> Request:
List every row below that contains the word "beach", matching case exactly.

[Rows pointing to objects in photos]
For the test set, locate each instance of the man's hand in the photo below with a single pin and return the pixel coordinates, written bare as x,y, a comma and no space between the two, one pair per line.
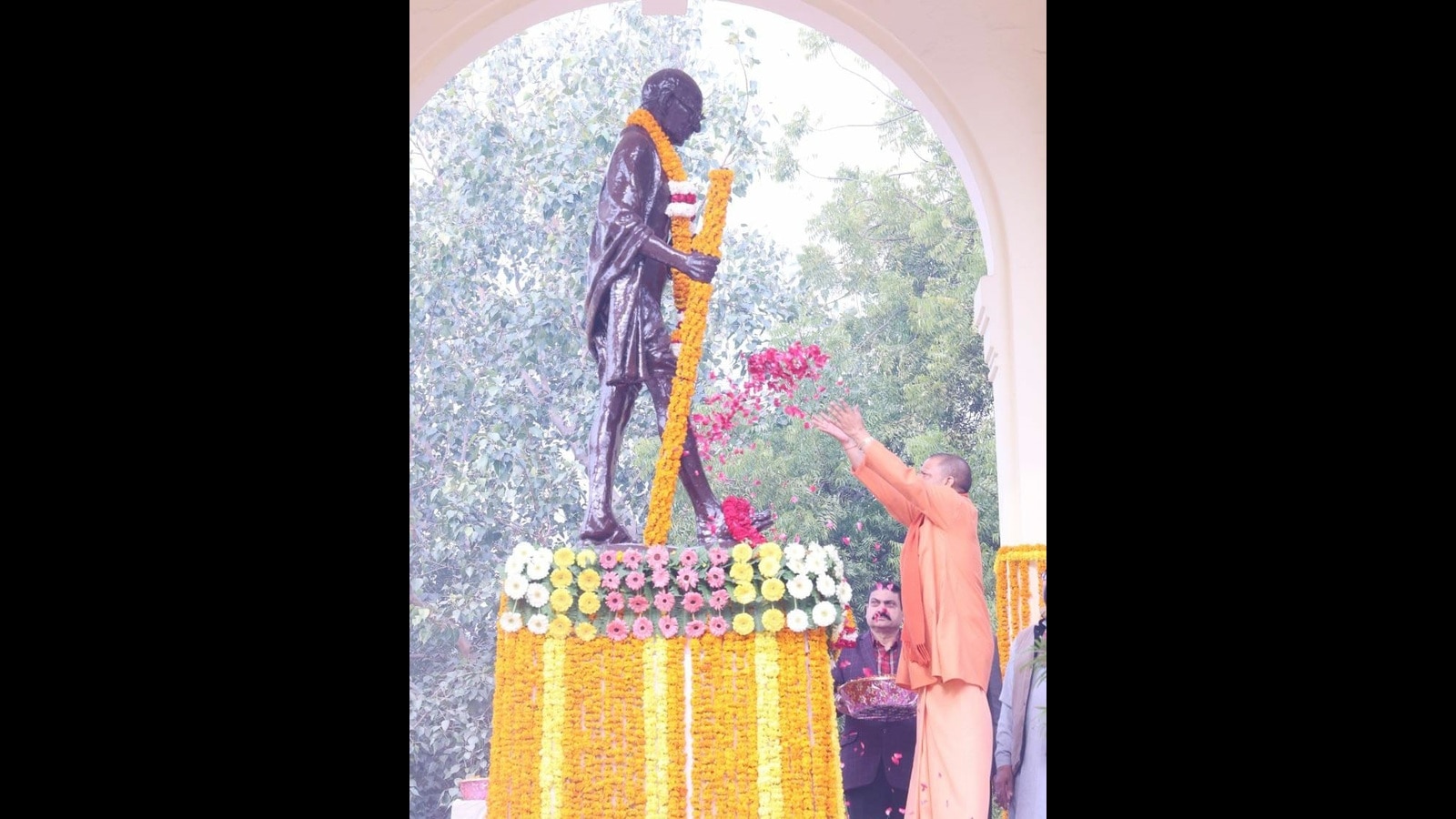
699,267
1002,787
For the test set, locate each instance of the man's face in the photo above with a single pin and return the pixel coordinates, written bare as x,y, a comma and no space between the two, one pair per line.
682,116
885,610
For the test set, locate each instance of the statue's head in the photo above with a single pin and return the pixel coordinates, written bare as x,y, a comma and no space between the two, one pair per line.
676,102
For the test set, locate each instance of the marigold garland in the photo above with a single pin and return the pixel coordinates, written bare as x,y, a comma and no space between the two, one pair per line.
794,722
677,726
553,724
691,299
1012,598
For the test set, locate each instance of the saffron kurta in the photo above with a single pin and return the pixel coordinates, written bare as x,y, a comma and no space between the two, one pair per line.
953,758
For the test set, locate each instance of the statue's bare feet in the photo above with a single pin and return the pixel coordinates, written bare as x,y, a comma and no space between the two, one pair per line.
609,533
713,532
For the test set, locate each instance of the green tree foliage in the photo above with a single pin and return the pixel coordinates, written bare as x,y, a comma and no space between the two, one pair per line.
506,165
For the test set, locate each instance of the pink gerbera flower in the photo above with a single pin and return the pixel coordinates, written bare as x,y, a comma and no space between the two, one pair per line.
641,629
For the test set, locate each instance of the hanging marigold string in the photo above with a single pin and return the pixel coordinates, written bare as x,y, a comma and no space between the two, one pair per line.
1012,601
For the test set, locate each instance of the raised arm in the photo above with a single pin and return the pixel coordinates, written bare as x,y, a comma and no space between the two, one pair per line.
837,421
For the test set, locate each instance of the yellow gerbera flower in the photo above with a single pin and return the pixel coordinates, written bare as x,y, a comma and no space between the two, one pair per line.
772,620
772,591
561,599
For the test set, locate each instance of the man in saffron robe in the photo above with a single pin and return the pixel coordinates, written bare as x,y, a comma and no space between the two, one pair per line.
630,263
948,642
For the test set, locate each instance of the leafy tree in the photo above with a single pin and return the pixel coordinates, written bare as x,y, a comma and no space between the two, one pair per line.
890,288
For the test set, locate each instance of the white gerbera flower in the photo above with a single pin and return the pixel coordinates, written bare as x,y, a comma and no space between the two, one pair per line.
536,595
539,624
801,586
826,586
514,586
798,622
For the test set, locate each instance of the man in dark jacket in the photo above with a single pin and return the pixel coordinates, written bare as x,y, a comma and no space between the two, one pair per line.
875,756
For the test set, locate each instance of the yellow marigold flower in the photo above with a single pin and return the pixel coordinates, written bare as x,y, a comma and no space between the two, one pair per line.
742,571
743,624
772,591
589,602
560,627
561,599
772,620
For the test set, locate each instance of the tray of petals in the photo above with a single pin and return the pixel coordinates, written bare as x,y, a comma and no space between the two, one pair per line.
877,698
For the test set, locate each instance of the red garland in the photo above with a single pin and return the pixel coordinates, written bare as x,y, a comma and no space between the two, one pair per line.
739,516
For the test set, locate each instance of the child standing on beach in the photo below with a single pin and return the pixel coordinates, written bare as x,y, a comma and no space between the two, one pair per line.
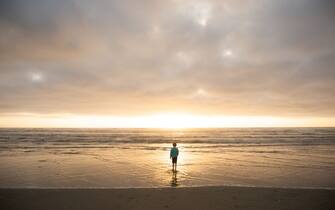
174,152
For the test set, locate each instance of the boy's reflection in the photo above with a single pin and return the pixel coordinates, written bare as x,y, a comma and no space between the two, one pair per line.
174,181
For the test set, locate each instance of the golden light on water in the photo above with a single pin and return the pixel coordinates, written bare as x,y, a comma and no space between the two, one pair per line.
170,120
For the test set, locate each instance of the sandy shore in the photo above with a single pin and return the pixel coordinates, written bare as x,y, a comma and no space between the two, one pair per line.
168,198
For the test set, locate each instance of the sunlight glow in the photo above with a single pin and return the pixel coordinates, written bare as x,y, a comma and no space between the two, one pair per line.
160,120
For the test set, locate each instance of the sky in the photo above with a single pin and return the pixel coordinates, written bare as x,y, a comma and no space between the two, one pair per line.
230,58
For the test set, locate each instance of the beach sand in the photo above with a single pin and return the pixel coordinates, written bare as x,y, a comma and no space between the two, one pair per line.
168,198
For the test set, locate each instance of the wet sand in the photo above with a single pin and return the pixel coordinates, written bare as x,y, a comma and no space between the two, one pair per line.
168,198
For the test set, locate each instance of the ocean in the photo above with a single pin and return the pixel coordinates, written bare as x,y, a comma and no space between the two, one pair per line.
130,158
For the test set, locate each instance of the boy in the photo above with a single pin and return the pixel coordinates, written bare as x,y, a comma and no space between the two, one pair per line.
174,152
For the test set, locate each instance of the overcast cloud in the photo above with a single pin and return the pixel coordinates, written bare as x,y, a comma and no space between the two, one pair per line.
254,57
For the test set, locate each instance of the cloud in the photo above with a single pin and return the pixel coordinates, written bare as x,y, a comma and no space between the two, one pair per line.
123,57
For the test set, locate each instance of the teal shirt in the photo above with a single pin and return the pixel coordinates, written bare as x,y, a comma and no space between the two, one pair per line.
174,152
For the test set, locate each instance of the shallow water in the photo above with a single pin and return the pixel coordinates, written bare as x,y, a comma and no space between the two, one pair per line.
282,157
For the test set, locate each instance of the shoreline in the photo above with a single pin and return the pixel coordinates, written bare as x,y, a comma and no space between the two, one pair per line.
214,197
167,187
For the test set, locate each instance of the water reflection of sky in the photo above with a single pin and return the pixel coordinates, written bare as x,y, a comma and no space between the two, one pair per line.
138,167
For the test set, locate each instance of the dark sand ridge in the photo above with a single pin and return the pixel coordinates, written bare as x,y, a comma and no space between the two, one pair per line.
168,198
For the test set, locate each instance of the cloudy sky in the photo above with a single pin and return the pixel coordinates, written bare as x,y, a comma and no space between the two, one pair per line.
130,58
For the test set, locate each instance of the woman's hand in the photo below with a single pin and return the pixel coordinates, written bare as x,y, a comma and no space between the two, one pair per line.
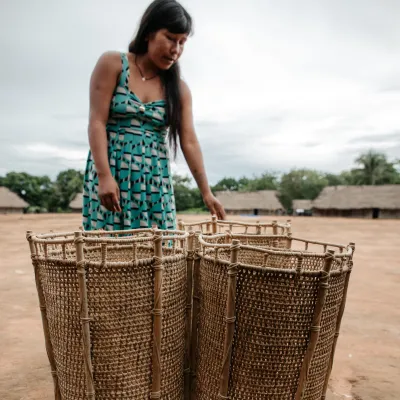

> Exercise solution:
For the test set, locate each instance of the child standing on beach in the photo below with a single pin and return the pixel coordinates, written bare as x,y, a comma and no space between the two, one pair per line.
For the test set, locate each instance of the beach sand in the photo above with a single pin and return the pixel coordinates, written bare as x,y, a comma and no space between the two, one pair per line.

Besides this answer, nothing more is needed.